### PROBLEM TO WORK ON
Return every record below exactly as given.

Dataset entries:

********************

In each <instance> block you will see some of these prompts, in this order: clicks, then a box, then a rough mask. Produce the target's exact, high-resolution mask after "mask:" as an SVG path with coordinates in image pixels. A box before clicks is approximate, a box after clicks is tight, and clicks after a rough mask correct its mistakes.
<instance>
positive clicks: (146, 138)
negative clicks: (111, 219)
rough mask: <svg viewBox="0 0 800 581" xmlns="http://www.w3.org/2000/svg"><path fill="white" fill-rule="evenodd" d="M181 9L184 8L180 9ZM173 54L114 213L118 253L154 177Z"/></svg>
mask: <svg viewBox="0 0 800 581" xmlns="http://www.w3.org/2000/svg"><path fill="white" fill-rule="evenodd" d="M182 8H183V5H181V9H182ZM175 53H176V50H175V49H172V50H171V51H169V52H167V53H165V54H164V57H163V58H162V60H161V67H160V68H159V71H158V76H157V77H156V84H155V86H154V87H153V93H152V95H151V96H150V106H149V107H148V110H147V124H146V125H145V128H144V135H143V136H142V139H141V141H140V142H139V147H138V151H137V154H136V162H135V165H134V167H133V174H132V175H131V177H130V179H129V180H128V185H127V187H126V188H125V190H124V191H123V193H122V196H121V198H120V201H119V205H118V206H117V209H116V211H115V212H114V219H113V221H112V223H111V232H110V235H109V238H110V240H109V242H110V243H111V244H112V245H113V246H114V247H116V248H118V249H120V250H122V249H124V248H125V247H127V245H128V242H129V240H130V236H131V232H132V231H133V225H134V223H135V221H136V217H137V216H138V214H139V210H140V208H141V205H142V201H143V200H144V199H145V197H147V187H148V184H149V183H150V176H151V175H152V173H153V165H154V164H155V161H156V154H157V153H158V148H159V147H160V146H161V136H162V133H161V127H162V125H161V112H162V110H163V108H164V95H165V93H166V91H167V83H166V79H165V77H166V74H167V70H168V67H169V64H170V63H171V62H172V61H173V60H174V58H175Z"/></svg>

********************

### ANSWER SPACE
In each <instance> block you will see some of these prompts, in this order: clicks, then a box, then a rough mask. Produce the target's exact, high-resolution mask after "mask:" as an SVG path with coordinates in image pixels. A box before clicks is approximate, a box after clicks is tight, and clicks after a rough mask correct its mistakes.
<instance>
positive clicks: (146, 138)
negative clicks: (111, 219)
rough mask: <svg viewBox="0 0 800 581" xmlns="http://www.w3.org/2000/svg"><path fill="white" fill-rule="evenodd" d="M181 9L184 8L180 9ZM173 54L114 213L118 253L154 177Z"/></svg>
mask: <svg viewBox="0 0 800 581" xmlns="http://www.w3.org/2000/svg"><path fill="white" fill-rule="evenodd" d="M182 8H183V5H181V9H182ZM175 53H176V50H175V49H172V50H171V51H169V52H167V53H165V54H164V57H163V58H162V60H161V67H160V68H159V71H158V76H157V77H156V84H155V86H154V87H153V93H152V95H151V96H150V106H149V107H148V110H147V124H146V125H145V128H144V135H143V136H142V139H141V141H140V142H139V147H138V151H137V154H136V162H135V165H134V167H133V174H132V175H131V177H130V179H129V180H128V185H127V187H126V188H125V190H124V191H123V193H122V196H121V198H120V201H119V205H118V206H117V209H116V211H115V212H114V219H113V221H112V223H111V232H110V235H109V238H110V240H109V242H110V243H111V244H112V245H113V246H114V247H116V248H118V249H120V250H122V249H124V248H125V247H127V245H128V242H129V240H130V236H131V232H132V231H133V225H134V223H135V221H136V217H137V216H138V214H139V210H140V208H141V205H142V201H143V200H144V199H145V197H147V187H148V184H149V183H150V176H151V175H152V173H153V165H154V164H155V161H156V154H157V153H158V148H159V147H160V146H161V136H162V133H161V127H162V125H161V112H162V110H163V108H164V95H165V93H166V91H167V83H166V79H165V77H166V74H167V70H168V67H169V64H170V63H171V62H172V61H173V60H174V58H175Z"/></svg>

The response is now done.